▶ _Pointing dataset data_:
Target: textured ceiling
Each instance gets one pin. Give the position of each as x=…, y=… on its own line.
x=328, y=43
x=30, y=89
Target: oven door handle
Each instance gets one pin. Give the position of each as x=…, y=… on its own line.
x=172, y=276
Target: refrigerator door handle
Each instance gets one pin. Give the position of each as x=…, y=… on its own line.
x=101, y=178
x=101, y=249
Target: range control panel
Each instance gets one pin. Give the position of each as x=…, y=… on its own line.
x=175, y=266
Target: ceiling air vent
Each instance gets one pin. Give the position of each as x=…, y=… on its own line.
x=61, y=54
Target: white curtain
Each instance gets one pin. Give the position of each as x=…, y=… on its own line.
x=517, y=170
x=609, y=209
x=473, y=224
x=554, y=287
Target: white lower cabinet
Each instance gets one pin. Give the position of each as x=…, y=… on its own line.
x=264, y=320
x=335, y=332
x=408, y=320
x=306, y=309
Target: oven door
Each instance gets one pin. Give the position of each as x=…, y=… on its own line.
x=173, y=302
* * *
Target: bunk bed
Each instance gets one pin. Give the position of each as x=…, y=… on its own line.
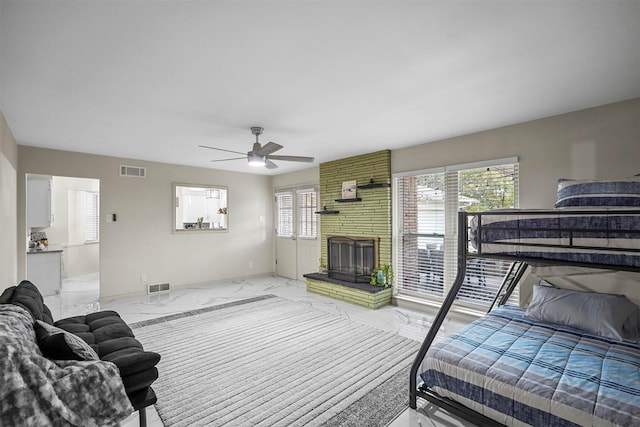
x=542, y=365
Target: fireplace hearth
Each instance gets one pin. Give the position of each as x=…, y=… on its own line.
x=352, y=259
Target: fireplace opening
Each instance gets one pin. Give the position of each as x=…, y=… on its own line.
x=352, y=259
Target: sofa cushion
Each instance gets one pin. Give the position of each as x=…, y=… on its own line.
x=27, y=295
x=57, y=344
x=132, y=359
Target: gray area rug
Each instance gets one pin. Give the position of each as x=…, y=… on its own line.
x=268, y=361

▶ _DO THIS_: Copy the stretch of data from the line with "Target: white lower cabinet" through the line with "x=173, y=302", swapping "pin" for "marker" and leaving everything else unchanged. Give only those lines.

▶ _FULL SOLUTION_:
Target: white lower cabinet
Each instance gets one marker. Give the position of each as x=…, y=… on its own line.
x=264, y=320
x=335, y=332
x=408, y=320
x=306, y=309
Target: oven door
Each instance gets one marker. Give the position of each as x=…, y=… on its own line.
x=173, y=302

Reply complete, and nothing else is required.